─── 原文抜粋 ───
Startup Portfolio
フランスのAIスタートアップの"Mistral"がSeries Cで€1.7Bを調達し、評価額は昨年の2倍となる€11.7Bへ拡大
Mistralは、オランダの半導体製造装置の大手ASMLがリードし、既存投資家のDST Global、Andreessen Horowitz、フランスの公的投資銀行Bpifrance、General Catalyst、Index Ventures、Lightspeed、NVIDIAなどが参加したSeries Cで€1.7B($2B)を調達した。ASMLが€1.3Bを投資し、Mistralの11%の株式を保有することになります。評価額は€11.7Bとなり、昨年の2倍となりましたが、今月アメリカのAnthropicに付けられた$183Bの評価額と比べるとわずかな規模です。
アメリカや中国の遥かに大きな競合他社に対抗するフランスのAIスタートアップであるMistralは、トランプ大統領の2期目の政権下で欧州連合とアメリカの間で技術的主権に関する懸念が高まる中、ヨーロッパのAIチャンピオンとして注目されています。
Mistralが他社と一線を画しているのは、設立当初からAIモデルの「オープンソース」バージョンを公開しており、他の開発者がそれらを実行・修正できるようにしてきた点です。今年、Mistralは多数のパートナーシップを発表しており、その中には、アメリカのチップ大手Nvidiaとのクラウドコンピューティングプラットフォームの構築、サウジアラビアの投資ファンドMGXとの提携によるパリ郊外でのAIキャンパス建設も含まれています。
「AIによって可能になる革新的な製品とソリューションを通じて、ASMLの顧客に明確な利益をもたらすことを目的としている」とASMLのCEOは声明で述べ、今後の「共同研究の可能性」に言及しました。MistralのCEOは、同社のAIがASMLの「現在および将来の工学的課題の解決」に貢献できると述べ、これにより半導体ハードウェアとその上で動作するAIソフトウェアの双方に利益があると語りました。
Mistralの資金調達は、Appleによる買収提案の噂が数ヶ月間流れた後に行われました。AppleはAIの自社開発において他のテック大手に後れを取っていました。しかし、今回の資金調達により、「会社の独立性が再確認された」とMistralは声明で述べています。
ASMLを通じてMistralをより広範なヨーロッパのハイテクセクターに統合することは、競争する上で必要だったと、AIおよびデータ企業Ekimetricsの創業者は述べています。「この分野で戦うには、完全にフランス国内にとどまっていては無理だ。Mistralのような企業にとって、ヨーロッパは適切な規模だ」と付け加えました。
───
● **作業指示**:
**A.** Mistralの資金調達に関する記事から、「アメリカや中国の遥かに大きな」から「な規模だ」と付け加えました。」までの範囲を、両端を含めて一字一句変えずに書き写してください。
**B.** Mistralの資金調達に関する記事に照らして、次の各記述が正しいかを「はい」か「いいえ」で答え、判断の決め手となる記事中の語句をそのまま引用してください。(i) ASMLはMistralの株式の11%を保有することになる。(ii) 今回のSeries CをリードしたのはNVIDIAである。(iii) Mistralはサウジアラビアの投資ファンドMGXと提携し、パリ郊外にAIキャンパスを建設する。
─── 提供資料 ───
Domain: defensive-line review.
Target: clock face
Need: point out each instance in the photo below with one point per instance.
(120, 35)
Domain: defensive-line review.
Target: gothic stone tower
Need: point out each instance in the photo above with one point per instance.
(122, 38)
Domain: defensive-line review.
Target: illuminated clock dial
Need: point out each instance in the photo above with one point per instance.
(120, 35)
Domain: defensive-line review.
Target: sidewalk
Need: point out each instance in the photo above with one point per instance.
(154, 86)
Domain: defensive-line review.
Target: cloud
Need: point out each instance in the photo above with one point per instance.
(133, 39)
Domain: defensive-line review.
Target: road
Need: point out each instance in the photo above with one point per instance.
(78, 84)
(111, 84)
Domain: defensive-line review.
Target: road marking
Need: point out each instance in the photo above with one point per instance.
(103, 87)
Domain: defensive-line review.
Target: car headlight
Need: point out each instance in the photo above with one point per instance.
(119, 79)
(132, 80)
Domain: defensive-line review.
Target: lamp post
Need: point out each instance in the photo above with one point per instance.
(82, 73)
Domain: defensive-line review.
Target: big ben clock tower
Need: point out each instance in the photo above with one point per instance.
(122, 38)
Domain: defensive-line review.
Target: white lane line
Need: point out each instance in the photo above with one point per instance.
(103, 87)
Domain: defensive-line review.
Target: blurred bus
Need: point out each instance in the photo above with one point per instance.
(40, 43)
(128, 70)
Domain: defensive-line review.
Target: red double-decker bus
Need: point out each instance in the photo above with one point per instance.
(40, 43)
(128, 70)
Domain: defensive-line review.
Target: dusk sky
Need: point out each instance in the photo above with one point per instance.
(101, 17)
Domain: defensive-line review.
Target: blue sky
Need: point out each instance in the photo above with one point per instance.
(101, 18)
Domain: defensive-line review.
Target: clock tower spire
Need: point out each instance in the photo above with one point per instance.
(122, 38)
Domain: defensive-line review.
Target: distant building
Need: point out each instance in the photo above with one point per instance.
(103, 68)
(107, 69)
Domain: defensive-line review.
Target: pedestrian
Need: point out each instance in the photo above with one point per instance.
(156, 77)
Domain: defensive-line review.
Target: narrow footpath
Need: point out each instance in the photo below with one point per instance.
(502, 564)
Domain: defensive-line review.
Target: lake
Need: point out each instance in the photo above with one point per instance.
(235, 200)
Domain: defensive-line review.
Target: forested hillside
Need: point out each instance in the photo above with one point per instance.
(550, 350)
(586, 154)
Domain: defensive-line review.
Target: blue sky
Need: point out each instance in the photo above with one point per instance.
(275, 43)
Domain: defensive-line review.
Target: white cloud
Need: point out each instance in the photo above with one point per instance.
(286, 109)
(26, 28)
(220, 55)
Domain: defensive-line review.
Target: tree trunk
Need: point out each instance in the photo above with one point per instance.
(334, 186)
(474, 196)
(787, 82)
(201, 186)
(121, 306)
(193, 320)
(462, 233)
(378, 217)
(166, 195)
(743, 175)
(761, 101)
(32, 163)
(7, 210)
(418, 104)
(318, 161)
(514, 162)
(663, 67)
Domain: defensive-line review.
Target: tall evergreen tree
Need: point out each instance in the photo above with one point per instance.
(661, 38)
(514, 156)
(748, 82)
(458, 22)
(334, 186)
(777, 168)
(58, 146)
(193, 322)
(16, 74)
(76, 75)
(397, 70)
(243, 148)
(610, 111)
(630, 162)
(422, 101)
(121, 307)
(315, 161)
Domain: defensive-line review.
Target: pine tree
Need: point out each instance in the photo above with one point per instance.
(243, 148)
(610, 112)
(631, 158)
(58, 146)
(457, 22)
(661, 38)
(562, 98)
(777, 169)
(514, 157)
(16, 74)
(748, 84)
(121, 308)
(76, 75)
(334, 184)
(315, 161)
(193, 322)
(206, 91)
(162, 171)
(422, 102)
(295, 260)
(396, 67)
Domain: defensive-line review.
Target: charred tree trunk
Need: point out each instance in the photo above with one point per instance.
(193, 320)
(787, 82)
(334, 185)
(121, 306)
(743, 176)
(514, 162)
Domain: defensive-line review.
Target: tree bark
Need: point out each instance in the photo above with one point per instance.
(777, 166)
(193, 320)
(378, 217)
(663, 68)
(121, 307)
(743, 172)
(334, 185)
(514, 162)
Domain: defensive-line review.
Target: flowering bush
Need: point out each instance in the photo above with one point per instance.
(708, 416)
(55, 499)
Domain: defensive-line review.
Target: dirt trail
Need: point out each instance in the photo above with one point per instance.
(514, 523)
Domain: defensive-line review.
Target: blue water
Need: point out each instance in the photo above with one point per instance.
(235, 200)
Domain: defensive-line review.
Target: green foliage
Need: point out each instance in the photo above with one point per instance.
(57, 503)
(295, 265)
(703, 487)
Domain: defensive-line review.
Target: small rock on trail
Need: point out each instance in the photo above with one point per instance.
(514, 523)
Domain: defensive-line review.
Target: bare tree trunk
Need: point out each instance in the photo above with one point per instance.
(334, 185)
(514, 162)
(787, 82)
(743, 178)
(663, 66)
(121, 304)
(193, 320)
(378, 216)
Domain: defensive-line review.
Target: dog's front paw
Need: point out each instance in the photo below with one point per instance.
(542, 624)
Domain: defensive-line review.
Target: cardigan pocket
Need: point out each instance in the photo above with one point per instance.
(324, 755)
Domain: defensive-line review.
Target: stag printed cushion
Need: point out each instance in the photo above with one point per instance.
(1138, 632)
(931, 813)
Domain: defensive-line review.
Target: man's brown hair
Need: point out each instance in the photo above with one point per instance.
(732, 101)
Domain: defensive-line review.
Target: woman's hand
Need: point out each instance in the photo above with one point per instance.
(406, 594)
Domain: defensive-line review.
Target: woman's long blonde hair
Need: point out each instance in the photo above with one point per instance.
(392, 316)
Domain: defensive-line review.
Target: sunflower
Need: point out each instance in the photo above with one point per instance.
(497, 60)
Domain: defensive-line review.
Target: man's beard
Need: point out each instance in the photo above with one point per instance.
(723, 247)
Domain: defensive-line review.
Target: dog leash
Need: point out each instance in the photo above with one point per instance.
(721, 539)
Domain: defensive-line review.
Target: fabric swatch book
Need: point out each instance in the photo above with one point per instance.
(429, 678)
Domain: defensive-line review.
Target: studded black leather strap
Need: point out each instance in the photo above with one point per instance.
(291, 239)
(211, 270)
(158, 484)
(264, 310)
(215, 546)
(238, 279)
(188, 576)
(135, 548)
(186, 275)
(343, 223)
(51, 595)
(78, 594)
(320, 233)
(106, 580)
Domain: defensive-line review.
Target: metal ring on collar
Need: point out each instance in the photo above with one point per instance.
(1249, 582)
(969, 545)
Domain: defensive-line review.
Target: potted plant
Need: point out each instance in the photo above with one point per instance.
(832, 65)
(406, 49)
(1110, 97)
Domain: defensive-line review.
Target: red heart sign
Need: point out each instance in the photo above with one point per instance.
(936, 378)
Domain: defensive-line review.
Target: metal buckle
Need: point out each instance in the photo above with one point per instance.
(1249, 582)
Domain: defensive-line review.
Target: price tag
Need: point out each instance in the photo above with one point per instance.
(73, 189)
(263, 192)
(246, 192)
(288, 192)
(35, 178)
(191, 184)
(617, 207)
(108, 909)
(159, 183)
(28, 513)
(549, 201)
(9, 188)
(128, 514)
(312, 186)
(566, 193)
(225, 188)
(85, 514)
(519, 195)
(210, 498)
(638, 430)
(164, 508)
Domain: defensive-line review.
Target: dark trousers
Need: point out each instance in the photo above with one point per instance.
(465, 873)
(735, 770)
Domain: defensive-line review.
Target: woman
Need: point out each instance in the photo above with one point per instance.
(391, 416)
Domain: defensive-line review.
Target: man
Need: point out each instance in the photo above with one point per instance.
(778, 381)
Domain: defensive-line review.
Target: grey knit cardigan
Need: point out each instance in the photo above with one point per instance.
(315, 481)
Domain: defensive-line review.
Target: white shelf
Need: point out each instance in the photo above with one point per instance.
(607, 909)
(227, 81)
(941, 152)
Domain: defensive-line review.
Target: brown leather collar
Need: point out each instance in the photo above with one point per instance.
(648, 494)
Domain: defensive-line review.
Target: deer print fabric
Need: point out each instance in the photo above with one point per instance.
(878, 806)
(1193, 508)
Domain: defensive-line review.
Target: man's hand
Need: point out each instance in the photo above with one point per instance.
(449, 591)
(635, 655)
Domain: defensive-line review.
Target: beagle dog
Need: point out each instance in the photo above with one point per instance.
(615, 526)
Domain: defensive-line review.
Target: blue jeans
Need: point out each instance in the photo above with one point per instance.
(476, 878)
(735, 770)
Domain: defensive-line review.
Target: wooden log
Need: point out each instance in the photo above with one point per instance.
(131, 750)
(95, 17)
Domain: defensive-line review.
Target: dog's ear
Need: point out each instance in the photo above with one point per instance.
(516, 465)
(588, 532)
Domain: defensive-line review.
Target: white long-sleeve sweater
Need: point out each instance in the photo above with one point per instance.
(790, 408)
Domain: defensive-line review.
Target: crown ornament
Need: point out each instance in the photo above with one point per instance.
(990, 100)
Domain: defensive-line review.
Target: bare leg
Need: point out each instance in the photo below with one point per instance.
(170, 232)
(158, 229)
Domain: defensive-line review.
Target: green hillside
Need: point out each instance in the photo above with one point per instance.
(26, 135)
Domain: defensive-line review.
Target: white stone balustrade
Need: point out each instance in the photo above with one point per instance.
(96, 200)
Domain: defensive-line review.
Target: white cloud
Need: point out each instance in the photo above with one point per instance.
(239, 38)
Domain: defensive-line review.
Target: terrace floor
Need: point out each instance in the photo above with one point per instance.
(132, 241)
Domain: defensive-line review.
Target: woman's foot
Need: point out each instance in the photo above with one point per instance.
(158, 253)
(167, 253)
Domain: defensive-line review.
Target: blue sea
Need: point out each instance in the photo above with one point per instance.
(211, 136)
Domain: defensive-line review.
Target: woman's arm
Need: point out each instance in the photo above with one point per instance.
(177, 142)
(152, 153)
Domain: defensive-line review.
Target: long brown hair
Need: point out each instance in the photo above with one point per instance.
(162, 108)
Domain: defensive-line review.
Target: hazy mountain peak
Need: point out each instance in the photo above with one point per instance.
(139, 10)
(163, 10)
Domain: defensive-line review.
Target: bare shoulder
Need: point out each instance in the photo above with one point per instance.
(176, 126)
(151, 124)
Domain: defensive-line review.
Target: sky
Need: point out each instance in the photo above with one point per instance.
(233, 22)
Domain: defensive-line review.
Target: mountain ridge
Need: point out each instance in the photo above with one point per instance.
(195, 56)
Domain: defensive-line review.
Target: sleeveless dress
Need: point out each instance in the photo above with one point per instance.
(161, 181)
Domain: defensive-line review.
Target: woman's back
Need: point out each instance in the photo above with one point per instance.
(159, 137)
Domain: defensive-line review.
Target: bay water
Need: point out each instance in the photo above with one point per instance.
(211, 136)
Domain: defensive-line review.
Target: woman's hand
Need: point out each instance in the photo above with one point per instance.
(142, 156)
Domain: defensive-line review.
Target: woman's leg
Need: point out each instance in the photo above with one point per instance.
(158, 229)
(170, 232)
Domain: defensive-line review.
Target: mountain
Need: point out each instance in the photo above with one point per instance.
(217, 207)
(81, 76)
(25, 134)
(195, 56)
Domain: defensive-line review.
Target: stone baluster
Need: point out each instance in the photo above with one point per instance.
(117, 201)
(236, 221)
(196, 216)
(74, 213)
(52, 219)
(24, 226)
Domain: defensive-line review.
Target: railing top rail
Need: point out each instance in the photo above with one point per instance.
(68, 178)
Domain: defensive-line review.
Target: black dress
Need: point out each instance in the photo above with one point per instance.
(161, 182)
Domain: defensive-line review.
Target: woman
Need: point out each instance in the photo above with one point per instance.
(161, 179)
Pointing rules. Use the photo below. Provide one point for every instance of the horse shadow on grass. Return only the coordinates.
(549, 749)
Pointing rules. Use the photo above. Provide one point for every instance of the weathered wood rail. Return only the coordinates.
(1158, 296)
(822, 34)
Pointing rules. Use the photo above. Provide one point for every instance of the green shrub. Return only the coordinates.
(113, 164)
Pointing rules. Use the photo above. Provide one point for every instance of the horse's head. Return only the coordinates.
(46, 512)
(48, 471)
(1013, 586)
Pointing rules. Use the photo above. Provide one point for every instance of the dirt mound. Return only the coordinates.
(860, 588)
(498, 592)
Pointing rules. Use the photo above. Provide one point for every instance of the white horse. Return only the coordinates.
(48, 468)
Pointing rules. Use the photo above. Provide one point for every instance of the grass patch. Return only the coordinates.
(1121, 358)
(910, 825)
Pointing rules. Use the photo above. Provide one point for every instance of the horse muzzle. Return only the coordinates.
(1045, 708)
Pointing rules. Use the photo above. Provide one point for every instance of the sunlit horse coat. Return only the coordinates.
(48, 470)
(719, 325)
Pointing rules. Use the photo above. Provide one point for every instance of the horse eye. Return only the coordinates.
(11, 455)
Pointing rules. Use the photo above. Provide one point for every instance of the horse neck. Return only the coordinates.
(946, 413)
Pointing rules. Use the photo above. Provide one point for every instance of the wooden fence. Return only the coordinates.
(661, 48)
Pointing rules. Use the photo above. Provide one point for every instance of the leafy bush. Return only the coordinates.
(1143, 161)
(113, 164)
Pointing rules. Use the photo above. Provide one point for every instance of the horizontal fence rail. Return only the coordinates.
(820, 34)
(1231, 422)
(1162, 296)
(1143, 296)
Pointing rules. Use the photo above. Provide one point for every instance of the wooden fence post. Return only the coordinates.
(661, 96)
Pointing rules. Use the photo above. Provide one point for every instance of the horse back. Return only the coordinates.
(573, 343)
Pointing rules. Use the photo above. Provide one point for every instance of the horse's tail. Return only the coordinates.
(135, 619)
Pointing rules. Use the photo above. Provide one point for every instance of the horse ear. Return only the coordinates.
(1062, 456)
───
● **解答一覧**:
**A.**
アメリカや中国の遥かに大きな競合他社に対抗するフランスのAIスタートアップであるMistralは、トランプ大統領の2期目の政権下で欧州連合とアメリカの間で技術的主権に関する懸念が高まる中、ヨーロッパのAIチャンピオンとして注目されています。
Mistralが他社と一線を画しているのは、設立当初からAIモデルの「オープンソース」バージョンを公開しており、他の開発者がそれらを実行・修正できるようにしてきた点です。今年、Mistralは多数のパートナーシップを発表しており、その中には、アメリカのチップ大手Nvidiaとのクラウドコンピューティングプラットフォームの構築、サウジアラビアの投資ファンドMGXとの提携によるパリ郊外でのAIキャンパス建設も含まれています。
「AIによって可能になる革新的な製品とソリューションを通じて、ASMLの顧客に明確な利益をもたらすことを目的としている」とASMLのCEOは声明で述べ、今後の「共同研究の可能性」に言及しました。MistralのCEOは、同社のAIがASMLの「現在および将来の工学的課題の解決」に貢献できると述べ、これにより半導体ハードウェアとその上で動作するAIソフトウェアの双方に利益があると語りました。
Mistralの資金調達は、Appleによる買収提案の噂が数ヶ月間流れた後に行われました。AppleはAIの自社開発において他のテック大手に後れを取っていました。しかし、今回の資金調達により、「会社の独立性が再確認された」とMistralは声明で述べています。
ASMLを通じてMistralをより広範なヨーロッパのハイテクセクターに統合することは、競争する上で必要だったと、AIおよびデータ企業Ekimetricsの創業者は述べています。「この分野で戦うには、完全にフランス国内にとどまっていては無理だ。Mistralのような企業にとって、ヨーロッパは適切な規模だ」と付け加えました。

**B.**
(i) はい:「ASMLが€1.3Bを投資し、Mistralの11%の株式を保有することになります」
(ii) いいえ:「オランダの半導体製造装置の大手ASMLがリードし」
(iii) はい:「サウジアラビアの投資ファンドMGXとの提携によるパリ郊外でのAIキャンパス建設も含まれています」